- TEXTABSCHNITT -

Sammlung der Entscheidungen des Schweizerischen Bundesgerichts
Collection des arrêts du Tribunal fédéral suisse
Raccolta delle decisioni del Tribunale federale svizzero

BGE 111 IB 290



111 Ib 290

53. Urteil der I. öffentlichrechtlichen Abteilung vom 30. April 1985
i.S. X. gegen Staat Aargau und Regierungsrat des Kantons Aargau
(Verwaltungsgerichtsbeschwerde) Regeste

    Art. 27 NSG, Art. 99 lit. c OG, Art. 48 VwVG und Art. 103
lit. a OG; Anfechtung des Einspracheentscheides über ein
Nationalstrassen-Ausführungsprojekt.

    Rechtsmittel gegen den Einspracheentscheid im Sinne von Art. 27 NSG
(E. 1a). Wer an einer Strasse wohnt, auf welcher der Verkehr infolge des
Autobahnbaus zunehmen könnte, ist zur Anfechtung des Ausführungsprojektes
noch nicht legitimiert (E. 1b). Mit Verwaltungsgerichtsbeschwerde
können weder die allgemeine Linienführung einer Nationalstrasse noch die
Anschlussstellen kritisiert werden, da diese bereits durch das Generelle
Projekt festgelegt worden sind (E. 1c).

- VERFÜGBARE DATEN -

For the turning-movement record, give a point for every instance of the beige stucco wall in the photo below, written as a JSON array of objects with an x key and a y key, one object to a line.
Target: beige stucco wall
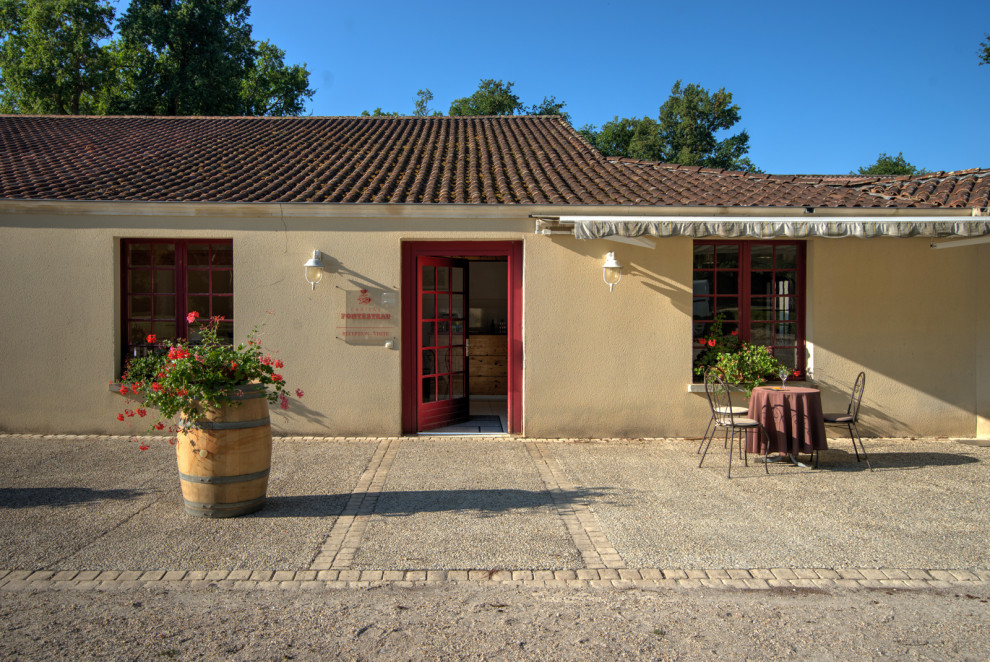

- AUFGABE 1 -
An welchem Datum erging laut dem Textabschnitt das Urteil BGE 111 Ib 290?
- AUFGABE 2 -
Nimm den Textabschnitt zum Bundesgerichtsurteil BGE 111 Ib 290 an seinem Ende auf und schreibe ihn weiter.

- RICHTIGE ANTWORT 1 -
Am 30. April 1985.

- RICHTIGE ANTWORT 2 -
Sachverhalt

    A.- Im April 1983 entschied der Regierungsrat des Kantons Aargau
über verschiedene Einsprachen gegen das Ausführungsprojekt für die
Nationalstrasse N3, Abschnitte 06 (Bözbergtunnel) und 07 (Bözbergtunnel
Südportal-Verzweigung N1/N3 Birrfeld). Er trat unter anderem auf die
Einsprache einiger in Villnachern wohnender Grundeigentümer und Mieter
nicht ein, da diese nicht legitimiert seien und im übrigen Einwendungen
erhöben, die sich gegen den Ausbau der Kantonsstrasse 474 und nicht gegen
den Nationalstrassenbau richteten.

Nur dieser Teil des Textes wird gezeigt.